WHAT IS REQUIRED. Rewrite the data from the line containing "of the pom-pom" through the line containing "x=250, y=61", swapping "pom-pom on hat" for "bobble on beanie" and leaving everything else unchanged.
+++ DATA FOR THIS EXERCISE
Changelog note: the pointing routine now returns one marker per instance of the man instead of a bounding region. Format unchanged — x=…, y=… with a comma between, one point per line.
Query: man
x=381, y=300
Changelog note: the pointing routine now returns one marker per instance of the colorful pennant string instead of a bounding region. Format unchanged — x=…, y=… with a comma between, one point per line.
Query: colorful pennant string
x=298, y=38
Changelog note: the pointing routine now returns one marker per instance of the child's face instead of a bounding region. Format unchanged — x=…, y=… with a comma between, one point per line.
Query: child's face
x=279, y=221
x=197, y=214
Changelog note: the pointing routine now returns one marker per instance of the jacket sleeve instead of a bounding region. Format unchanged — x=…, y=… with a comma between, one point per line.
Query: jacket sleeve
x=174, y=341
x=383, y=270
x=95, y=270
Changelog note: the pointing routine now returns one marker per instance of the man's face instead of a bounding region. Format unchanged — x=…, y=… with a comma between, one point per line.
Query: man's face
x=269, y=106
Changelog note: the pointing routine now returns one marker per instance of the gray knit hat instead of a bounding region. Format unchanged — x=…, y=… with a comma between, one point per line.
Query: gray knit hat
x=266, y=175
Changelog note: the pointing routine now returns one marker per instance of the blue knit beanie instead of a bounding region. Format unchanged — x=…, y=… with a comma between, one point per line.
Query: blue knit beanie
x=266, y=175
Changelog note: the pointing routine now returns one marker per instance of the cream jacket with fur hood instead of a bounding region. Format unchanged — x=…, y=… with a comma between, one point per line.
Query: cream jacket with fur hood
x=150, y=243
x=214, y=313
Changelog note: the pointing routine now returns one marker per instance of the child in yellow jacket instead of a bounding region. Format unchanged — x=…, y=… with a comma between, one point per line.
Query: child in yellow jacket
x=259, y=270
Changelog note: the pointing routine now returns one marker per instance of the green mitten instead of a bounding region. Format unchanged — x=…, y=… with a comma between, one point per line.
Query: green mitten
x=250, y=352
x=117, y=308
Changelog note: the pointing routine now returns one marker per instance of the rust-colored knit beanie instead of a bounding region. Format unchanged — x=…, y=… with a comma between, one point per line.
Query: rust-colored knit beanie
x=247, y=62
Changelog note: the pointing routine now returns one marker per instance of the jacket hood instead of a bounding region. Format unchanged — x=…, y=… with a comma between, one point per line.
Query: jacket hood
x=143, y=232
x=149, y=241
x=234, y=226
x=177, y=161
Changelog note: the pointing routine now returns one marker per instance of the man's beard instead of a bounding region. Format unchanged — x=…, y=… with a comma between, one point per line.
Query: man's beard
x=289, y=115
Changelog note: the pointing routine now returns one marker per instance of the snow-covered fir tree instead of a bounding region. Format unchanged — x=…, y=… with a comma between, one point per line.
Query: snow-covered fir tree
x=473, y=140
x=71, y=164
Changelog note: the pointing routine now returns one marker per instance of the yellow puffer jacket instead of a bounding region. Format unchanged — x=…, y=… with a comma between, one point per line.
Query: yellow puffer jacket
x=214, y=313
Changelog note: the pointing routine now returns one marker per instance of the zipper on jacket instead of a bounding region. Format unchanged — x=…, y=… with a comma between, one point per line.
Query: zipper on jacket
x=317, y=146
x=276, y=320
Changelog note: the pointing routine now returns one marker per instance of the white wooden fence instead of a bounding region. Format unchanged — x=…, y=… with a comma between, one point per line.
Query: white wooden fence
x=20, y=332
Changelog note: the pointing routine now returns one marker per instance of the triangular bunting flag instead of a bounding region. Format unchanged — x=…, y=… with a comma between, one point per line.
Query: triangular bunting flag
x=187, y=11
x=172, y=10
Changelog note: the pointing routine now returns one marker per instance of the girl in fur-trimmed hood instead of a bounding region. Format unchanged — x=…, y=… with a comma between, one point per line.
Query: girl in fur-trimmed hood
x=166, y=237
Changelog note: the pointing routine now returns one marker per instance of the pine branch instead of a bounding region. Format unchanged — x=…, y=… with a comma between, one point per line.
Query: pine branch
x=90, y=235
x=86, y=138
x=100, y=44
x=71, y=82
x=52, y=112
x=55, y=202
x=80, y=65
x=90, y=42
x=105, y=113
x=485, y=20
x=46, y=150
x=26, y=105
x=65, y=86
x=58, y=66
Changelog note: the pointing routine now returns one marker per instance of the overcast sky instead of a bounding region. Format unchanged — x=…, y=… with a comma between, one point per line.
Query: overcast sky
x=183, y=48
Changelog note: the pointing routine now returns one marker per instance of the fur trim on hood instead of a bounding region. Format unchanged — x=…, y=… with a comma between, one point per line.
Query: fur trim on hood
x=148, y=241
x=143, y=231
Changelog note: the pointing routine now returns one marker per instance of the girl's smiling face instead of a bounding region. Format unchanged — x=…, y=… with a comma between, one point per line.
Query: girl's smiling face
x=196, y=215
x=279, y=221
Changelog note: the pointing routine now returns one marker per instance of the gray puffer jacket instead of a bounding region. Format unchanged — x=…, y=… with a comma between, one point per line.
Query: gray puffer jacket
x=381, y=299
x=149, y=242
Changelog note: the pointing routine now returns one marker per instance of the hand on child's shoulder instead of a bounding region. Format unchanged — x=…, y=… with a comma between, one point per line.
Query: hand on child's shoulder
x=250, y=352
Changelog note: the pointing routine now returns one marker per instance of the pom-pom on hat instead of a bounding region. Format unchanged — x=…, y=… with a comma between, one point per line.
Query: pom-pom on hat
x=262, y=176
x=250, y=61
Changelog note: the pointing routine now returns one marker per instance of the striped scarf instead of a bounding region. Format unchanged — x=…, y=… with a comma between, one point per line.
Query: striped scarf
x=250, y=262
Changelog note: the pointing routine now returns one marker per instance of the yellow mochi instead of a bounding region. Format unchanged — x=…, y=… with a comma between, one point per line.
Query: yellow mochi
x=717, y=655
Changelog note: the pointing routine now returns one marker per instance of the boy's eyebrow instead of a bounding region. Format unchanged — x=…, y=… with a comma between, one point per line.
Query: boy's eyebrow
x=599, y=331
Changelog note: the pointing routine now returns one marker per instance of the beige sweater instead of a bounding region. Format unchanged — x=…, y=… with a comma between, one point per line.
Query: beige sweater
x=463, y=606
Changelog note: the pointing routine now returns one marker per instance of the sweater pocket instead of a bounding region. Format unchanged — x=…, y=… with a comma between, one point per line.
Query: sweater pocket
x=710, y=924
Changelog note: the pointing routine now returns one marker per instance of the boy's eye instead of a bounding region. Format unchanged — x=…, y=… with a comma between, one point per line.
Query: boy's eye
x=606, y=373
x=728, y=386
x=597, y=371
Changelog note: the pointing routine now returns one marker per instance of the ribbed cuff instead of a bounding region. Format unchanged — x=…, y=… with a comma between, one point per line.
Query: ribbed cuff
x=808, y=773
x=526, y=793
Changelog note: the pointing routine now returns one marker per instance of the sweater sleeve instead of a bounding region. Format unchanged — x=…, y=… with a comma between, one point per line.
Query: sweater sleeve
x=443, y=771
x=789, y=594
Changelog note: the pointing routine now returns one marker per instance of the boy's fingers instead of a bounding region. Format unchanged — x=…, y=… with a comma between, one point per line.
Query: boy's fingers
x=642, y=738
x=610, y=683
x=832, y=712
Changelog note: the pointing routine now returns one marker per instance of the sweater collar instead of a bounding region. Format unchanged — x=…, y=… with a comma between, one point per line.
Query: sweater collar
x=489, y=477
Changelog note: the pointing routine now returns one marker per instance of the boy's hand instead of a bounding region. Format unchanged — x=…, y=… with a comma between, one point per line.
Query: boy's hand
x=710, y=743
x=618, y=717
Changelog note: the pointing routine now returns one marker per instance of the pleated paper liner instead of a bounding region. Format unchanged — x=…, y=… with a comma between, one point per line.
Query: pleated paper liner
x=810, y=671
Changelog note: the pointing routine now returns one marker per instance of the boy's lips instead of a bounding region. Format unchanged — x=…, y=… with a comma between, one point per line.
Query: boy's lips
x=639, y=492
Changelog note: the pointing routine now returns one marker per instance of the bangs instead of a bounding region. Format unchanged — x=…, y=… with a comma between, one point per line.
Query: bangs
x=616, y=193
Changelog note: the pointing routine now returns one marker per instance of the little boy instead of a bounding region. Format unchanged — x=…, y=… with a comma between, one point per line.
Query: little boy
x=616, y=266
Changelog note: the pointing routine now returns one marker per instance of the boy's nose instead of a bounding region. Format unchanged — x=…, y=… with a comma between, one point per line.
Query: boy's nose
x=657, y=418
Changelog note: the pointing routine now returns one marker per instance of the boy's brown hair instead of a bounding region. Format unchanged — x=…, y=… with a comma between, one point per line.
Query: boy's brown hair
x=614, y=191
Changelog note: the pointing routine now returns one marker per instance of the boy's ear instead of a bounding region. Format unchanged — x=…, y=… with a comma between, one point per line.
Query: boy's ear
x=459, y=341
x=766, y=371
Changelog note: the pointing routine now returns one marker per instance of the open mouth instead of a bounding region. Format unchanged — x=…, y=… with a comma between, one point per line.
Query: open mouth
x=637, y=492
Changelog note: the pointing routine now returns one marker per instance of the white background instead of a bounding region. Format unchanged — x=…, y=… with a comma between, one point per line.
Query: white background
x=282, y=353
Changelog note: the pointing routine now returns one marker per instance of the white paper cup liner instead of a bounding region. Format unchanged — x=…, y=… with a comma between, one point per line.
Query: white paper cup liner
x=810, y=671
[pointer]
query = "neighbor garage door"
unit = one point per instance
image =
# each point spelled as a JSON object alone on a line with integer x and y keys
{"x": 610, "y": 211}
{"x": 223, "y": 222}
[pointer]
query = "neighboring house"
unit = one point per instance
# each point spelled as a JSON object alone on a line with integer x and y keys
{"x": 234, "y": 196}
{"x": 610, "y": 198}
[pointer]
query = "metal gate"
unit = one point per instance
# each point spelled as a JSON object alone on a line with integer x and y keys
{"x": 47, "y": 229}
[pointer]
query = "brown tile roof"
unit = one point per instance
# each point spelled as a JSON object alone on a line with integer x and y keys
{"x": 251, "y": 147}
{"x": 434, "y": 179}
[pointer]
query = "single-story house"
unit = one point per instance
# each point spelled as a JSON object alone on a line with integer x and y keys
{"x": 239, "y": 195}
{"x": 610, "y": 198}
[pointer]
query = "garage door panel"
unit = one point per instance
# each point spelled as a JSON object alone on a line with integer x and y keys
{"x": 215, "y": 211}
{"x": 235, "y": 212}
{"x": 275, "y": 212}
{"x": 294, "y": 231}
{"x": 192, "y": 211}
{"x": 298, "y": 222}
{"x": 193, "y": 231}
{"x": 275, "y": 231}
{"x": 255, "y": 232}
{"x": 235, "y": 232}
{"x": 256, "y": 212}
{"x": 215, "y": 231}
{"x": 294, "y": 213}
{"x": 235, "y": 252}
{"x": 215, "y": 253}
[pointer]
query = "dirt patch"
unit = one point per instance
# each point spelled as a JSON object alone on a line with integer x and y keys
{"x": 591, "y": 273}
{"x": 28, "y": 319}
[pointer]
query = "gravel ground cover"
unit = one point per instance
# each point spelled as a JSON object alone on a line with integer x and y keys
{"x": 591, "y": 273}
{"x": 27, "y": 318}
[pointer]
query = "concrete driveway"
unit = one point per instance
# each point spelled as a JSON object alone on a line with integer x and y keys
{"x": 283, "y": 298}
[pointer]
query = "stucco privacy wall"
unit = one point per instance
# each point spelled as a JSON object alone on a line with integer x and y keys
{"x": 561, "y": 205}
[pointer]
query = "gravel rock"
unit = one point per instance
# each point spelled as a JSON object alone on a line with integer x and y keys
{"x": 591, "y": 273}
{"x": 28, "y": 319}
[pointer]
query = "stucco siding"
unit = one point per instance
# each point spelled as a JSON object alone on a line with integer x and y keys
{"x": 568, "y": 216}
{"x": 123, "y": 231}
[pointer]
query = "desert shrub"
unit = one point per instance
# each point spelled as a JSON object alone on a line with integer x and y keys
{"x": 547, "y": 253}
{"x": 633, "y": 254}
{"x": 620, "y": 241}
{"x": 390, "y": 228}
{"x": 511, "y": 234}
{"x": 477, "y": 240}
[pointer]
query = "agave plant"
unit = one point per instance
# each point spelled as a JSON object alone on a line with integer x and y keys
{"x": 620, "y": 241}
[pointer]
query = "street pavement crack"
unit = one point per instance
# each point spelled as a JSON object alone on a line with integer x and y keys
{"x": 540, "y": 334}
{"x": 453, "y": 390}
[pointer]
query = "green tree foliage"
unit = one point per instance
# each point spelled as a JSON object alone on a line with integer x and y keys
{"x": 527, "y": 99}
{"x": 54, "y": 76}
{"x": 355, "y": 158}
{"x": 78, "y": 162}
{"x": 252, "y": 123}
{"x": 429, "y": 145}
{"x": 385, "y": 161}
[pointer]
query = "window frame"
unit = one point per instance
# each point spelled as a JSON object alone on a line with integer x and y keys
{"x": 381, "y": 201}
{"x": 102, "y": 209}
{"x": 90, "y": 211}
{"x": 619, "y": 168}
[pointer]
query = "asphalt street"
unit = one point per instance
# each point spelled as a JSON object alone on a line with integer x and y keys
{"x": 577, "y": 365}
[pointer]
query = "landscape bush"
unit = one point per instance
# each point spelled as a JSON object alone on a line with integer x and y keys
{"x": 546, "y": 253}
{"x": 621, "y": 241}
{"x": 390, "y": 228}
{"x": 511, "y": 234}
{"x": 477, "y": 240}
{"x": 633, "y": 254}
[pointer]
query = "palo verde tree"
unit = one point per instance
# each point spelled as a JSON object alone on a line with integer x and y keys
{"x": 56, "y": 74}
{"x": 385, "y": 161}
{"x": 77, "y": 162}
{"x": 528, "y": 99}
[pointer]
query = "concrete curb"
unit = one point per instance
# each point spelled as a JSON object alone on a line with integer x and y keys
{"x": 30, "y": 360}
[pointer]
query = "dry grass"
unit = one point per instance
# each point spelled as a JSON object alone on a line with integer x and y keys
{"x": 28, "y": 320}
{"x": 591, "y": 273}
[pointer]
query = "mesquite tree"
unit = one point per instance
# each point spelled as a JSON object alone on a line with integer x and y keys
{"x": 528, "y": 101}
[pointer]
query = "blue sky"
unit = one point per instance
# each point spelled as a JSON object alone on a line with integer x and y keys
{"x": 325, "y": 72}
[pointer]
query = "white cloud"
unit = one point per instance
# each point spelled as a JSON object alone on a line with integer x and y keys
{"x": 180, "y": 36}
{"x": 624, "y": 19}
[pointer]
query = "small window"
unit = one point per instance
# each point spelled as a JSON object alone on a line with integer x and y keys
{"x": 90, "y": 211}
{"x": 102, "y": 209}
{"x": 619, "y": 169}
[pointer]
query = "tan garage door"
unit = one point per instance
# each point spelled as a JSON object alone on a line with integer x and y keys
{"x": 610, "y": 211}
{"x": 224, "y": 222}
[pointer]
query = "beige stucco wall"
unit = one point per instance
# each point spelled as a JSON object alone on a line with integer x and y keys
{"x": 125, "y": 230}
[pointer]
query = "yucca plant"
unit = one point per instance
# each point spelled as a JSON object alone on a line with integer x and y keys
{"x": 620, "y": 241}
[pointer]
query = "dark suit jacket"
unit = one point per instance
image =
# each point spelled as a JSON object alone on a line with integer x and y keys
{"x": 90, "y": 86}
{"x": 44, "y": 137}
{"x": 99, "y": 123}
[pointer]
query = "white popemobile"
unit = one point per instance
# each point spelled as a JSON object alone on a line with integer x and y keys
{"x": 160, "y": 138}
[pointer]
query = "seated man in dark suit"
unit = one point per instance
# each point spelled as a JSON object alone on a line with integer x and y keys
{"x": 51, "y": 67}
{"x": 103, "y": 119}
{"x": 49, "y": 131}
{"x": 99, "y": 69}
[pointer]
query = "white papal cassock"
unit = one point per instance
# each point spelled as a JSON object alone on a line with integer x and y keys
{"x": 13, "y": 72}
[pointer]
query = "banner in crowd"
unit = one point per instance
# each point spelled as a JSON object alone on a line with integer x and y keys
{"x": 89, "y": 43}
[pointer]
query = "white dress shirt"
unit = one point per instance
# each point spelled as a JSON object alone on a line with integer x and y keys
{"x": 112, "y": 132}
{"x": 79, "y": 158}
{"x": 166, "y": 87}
++++++
RESPONSE.
Changelog note: the pointing routine now returns one marker per instance of the bobble on beanie instead of a bounding region. Format unchanged — x=…, y=… with a comma between, one point per line.
Query: bobble on beanie
x=262, y=176
x=250, y=61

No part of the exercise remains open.